What you will do →
Extract each line of the items below that contains the string "post", and copy those lines in full.

Data for this task →
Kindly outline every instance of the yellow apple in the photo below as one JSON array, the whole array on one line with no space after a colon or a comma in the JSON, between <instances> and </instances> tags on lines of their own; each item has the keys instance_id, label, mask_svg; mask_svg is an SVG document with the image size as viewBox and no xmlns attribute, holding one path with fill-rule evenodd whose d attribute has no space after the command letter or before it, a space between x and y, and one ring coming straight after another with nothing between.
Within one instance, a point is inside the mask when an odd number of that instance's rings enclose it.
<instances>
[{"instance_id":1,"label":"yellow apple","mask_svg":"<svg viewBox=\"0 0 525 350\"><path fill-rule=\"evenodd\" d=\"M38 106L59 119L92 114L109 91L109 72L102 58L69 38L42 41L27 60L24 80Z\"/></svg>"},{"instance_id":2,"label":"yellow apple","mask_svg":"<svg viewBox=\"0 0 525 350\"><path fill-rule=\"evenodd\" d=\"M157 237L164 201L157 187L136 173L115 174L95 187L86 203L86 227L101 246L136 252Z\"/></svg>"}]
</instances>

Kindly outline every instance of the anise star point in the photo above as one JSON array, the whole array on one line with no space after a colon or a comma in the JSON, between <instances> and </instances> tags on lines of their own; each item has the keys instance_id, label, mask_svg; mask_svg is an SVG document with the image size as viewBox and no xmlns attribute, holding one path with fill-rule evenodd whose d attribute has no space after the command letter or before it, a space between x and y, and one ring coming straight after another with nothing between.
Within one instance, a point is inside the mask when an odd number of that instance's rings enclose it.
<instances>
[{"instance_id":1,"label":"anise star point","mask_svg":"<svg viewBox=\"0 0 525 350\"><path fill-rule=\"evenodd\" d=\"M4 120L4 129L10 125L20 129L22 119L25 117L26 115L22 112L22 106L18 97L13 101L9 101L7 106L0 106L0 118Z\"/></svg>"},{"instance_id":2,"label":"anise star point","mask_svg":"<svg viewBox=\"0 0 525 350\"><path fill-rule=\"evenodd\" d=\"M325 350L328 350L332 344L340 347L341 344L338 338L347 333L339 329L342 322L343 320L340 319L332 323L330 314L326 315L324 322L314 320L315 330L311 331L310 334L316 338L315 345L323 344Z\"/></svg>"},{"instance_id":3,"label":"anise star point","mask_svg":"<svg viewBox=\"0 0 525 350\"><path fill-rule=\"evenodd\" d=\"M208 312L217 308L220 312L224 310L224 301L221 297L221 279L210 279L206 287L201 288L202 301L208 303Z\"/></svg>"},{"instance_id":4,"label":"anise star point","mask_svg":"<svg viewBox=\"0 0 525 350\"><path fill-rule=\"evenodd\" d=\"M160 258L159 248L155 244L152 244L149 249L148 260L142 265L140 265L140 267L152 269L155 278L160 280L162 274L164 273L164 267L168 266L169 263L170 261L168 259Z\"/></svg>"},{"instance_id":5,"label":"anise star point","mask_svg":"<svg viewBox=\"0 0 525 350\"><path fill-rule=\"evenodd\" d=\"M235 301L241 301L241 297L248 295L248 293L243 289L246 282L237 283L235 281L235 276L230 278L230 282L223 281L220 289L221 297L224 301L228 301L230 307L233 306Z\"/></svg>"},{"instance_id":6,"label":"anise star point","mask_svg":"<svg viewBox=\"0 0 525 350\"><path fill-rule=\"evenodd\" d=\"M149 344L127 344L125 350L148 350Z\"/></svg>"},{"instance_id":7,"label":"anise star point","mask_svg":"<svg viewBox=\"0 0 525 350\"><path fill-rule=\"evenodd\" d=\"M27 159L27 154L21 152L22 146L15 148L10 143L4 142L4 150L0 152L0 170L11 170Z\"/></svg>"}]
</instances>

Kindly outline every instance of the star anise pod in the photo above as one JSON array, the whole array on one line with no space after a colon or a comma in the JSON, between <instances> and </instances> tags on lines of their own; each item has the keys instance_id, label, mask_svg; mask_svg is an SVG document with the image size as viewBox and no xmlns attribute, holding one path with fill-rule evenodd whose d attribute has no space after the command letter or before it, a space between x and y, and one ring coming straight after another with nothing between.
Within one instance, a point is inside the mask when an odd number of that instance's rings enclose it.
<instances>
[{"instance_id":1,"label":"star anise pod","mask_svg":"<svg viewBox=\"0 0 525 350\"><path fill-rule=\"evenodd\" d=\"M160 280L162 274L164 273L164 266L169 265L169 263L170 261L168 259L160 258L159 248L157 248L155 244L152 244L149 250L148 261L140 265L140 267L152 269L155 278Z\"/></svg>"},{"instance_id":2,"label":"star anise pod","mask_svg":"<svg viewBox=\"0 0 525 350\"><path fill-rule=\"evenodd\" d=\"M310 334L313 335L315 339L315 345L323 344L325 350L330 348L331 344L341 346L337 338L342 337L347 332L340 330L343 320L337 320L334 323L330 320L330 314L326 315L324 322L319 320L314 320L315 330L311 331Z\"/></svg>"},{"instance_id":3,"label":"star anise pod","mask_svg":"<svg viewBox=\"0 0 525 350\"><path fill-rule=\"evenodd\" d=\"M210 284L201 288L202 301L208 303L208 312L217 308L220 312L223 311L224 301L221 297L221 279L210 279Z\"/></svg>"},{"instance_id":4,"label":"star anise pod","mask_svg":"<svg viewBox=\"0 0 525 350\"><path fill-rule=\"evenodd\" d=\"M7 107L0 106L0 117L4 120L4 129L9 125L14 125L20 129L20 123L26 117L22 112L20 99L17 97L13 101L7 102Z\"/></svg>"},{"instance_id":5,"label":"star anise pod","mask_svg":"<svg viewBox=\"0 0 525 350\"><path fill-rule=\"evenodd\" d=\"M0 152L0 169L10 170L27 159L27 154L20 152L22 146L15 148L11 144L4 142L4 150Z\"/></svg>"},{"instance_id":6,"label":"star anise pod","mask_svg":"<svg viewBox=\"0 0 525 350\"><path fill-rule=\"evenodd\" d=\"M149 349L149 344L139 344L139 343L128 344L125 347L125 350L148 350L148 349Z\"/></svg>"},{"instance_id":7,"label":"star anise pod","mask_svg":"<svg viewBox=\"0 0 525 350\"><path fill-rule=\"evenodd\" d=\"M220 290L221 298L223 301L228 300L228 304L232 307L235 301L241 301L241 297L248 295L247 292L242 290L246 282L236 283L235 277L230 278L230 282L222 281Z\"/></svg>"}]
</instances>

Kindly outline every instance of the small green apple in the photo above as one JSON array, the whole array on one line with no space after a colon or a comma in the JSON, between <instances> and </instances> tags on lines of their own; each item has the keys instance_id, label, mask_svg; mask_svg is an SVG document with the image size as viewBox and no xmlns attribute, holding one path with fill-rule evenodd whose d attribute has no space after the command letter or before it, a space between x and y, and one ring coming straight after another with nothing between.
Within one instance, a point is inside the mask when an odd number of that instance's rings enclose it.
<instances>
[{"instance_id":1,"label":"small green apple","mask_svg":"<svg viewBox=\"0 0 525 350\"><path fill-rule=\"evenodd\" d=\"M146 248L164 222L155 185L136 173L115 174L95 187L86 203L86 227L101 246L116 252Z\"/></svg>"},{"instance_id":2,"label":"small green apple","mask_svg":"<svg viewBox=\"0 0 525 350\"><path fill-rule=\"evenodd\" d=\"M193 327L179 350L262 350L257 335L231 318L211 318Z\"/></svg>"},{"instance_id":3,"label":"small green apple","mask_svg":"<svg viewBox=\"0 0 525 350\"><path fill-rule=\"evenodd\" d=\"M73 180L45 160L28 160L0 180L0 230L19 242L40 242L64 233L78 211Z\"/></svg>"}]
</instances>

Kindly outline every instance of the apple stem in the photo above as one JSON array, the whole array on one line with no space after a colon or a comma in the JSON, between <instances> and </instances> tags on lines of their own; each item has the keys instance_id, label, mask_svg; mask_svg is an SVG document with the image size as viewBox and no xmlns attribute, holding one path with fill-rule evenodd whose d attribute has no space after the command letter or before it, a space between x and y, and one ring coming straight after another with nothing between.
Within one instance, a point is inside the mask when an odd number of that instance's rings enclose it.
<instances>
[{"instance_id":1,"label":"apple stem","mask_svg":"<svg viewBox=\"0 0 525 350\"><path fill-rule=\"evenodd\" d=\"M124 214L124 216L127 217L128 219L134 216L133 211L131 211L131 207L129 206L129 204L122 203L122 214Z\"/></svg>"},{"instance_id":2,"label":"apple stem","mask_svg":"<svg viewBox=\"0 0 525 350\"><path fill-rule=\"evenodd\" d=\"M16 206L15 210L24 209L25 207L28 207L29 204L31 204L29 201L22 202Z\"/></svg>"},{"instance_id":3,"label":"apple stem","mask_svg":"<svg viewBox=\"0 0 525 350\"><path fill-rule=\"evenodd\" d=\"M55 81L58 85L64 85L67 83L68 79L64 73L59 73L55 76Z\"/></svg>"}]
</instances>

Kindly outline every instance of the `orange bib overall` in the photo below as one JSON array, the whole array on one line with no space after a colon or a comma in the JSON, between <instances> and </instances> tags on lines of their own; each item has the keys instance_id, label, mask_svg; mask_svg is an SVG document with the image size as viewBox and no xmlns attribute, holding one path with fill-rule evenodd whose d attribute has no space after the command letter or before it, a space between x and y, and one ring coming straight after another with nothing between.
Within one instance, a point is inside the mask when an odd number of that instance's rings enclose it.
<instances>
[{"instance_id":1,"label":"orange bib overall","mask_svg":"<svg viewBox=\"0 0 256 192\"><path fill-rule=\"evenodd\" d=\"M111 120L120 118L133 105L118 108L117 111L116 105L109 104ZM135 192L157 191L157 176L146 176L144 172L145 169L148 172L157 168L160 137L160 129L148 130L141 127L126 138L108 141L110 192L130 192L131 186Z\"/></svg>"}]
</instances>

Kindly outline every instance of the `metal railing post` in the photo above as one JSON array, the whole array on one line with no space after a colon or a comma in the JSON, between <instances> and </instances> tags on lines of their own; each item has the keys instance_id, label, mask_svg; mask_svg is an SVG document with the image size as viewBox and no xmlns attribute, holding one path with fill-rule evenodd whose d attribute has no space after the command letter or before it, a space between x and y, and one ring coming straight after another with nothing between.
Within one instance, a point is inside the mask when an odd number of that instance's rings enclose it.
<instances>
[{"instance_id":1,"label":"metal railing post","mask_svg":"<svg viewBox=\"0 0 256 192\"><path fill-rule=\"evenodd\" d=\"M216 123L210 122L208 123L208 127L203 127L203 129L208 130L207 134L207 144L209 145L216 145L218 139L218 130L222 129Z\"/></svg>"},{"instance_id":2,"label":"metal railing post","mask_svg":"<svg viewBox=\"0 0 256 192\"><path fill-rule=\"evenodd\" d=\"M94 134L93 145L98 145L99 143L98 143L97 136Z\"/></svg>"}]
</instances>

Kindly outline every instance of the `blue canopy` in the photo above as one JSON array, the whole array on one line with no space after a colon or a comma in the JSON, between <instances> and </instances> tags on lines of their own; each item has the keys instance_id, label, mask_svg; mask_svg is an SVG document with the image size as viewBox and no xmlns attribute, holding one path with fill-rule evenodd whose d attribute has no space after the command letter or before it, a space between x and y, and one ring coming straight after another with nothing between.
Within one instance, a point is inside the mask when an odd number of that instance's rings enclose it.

Solution for this problem →
Kindly outline every instance of the `metal railing post` in the photo above as one JSON array, the whole array on one line with no space after a colon or a comma in the JSON, between <instances> and </instances> tags on lines of their own; each item has the keys instance_id, label, mask_svg; mask_svg is an SVG document with the image size as viewBox and no xmlns attribute, holding one path with fill-rule evenodd whose d attribute has no space after the command letter or before it, a space between x and y, and one ring coming straight after another with nothing between.
[{"instance_id":1,"label":"metal railing post","mask_svg":"<svg viewBox=\"0 0 256 192\"><path fill-rule=\"evenodd\" d=\"M216 123L210 122L208 123L208 127L203 127L203 129L208 130L207 134L207 144L209 145L216 145L218 139L218 130L222 129Z\"/></svg>"},{"instance_id":2,"label":"metal railing post","mask_svg":"<svg viewBox=\"0 0 256 192\"><path fill-rule=\"evenodd\" d=\"M94 134L93 145L98 145L99 143L98 143L97 136Z\"/></svg>"}]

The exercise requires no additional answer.